• What to do
Read the listing below and copy out each line where the word "billboard" occurs.

• Exercise data
________

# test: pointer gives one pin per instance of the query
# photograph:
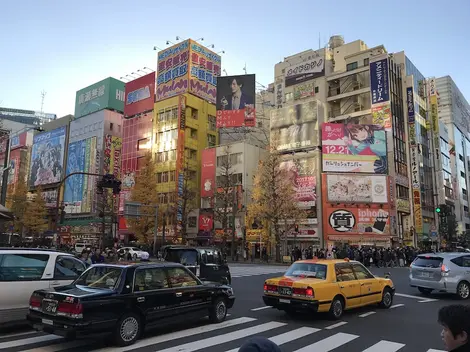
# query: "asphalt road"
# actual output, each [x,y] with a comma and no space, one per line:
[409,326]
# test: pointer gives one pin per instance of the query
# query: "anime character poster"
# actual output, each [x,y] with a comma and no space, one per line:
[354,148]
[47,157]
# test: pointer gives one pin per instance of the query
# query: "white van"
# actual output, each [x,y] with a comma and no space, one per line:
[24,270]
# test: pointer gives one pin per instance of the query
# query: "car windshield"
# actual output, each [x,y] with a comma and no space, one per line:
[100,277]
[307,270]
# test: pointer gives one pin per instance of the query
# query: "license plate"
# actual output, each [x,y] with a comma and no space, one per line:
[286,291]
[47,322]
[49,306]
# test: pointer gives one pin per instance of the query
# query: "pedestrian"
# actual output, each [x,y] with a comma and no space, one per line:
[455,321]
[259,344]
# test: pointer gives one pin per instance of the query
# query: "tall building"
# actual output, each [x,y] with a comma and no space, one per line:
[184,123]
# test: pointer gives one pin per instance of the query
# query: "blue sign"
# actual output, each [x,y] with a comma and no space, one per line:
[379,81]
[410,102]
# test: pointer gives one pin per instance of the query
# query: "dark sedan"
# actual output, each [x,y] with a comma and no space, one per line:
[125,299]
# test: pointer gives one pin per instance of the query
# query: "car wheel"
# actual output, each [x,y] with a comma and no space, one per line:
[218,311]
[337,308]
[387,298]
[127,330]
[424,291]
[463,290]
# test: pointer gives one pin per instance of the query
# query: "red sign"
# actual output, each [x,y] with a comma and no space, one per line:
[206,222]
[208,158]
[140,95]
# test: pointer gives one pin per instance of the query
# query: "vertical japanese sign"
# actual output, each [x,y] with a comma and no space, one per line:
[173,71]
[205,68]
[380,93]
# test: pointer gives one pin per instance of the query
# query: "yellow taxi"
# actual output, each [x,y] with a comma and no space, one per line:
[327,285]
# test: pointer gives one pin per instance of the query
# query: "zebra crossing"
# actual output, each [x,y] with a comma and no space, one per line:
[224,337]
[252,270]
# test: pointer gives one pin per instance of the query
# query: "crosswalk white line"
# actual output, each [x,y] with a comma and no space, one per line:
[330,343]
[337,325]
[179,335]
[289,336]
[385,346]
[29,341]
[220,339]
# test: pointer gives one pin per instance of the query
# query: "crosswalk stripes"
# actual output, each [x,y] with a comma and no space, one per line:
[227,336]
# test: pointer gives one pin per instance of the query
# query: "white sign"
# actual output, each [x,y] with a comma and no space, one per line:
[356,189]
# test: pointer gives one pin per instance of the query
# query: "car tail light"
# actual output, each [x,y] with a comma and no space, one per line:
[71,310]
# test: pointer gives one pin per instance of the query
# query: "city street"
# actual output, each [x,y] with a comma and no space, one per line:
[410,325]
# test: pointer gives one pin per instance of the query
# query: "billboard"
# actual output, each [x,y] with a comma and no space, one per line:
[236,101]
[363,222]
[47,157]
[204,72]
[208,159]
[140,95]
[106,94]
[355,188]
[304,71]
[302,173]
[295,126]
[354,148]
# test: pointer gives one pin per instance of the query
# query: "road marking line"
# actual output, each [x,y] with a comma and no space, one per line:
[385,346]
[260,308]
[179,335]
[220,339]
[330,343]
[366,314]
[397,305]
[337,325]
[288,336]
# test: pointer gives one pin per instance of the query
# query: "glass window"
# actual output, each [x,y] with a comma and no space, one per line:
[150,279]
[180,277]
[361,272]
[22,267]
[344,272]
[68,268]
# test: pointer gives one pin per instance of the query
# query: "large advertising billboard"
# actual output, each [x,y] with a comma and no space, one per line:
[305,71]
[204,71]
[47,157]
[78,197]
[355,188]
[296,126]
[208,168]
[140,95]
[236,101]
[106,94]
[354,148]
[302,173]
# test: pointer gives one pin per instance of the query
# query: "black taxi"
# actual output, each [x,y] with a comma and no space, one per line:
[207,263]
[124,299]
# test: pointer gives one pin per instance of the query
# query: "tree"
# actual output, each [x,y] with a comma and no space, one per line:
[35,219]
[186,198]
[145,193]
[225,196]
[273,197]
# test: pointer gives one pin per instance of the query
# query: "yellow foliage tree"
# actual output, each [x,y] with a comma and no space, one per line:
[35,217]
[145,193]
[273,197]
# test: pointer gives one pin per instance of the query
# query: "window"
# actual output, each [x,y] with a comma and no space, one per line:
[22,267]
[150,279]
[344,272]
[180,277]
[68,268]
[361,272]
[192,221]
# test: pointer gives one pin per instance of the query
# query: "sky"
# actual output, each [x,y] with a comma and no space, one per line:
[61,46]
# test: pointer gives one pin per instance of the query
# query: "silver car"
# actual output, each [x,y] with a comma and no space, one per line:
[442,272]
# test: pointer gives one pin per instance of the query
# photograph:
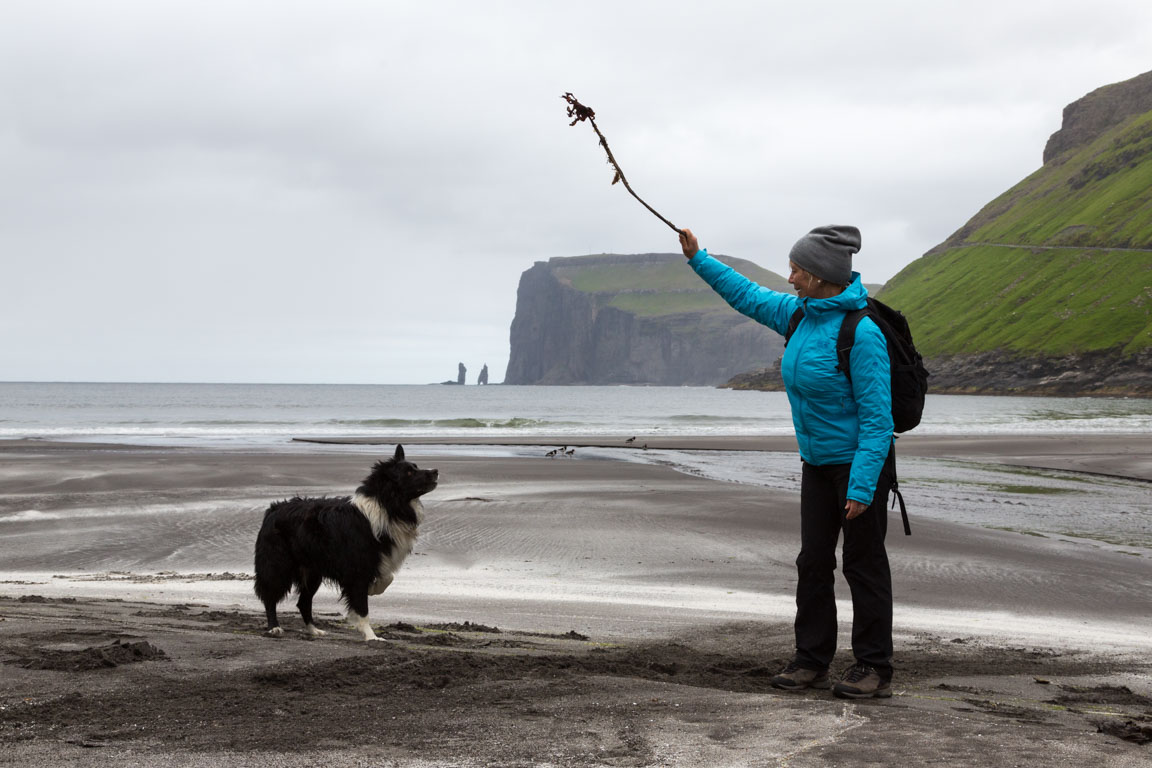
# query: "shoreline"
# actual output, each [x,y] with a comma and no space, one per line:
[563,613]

________

• Task result
# query: "billboard"
# query: "large advertising billboard"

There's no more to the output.